#### [GOAL]
Reproduce the data below precisely, beginning with the line that contains "Security feed analysis request: locate the building" and ending with the line that contains "386, 14, 438, 32", both of those lines included, and nothing else.

#### [DATA IN THIS EXERCISE]
========================================================================

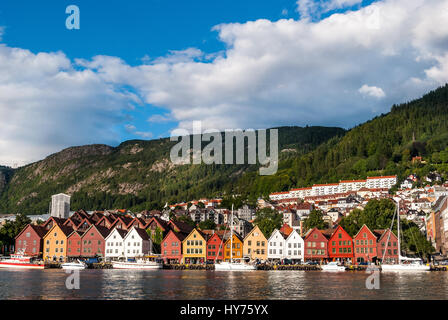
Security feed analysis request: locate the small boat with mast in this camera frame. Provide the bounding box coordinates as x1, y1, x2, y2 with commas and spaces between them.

========================================================================

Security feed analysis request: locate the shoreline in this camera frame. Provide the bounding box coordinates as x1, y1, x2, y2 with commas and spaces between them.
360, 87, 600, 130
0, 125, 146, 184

========================================================================

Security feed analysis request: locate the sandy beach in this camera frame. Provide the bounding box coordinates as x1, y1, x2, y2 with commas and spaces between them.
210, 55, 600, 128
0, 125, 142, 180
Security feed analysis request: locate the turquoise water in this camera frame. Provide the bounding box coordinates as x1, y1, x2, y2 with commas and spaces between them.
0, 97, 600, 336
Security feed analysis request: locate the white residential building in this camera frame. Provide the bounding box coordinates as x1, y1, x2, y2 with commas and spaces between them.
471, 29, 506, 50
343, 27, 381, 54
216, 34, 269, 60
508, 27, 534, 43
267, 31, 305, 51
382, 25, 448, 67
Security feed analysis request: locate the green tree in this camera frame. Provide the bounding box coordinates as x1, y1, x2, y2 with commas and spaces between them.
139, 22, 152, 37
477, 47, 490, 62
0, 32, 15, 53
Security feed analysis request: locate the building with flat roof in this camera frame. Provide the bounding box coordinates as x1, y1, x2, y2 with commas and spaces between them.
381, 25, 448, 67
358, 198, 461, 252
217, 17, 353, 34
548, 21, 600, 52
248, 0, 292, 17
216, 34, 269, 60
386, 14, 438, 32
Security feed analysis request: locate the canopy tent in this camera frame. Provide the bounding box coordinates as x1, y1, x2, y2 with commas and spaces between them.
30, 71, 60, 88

========================================================================

#### [RIGHT ANSWER]
Security feed analysis request: locate the building with flat roof in this camera frame. Provide the bounding box coordinates as x1, y1, x2, y2 with commas and spaces between them.
381, 25, 448, 67
358, 198, 461, 252
217, 17, 353, 34
548, 21, 600, 52
248, 0, 292, 17
216, 34, 269, 60
386, 14, 438, 32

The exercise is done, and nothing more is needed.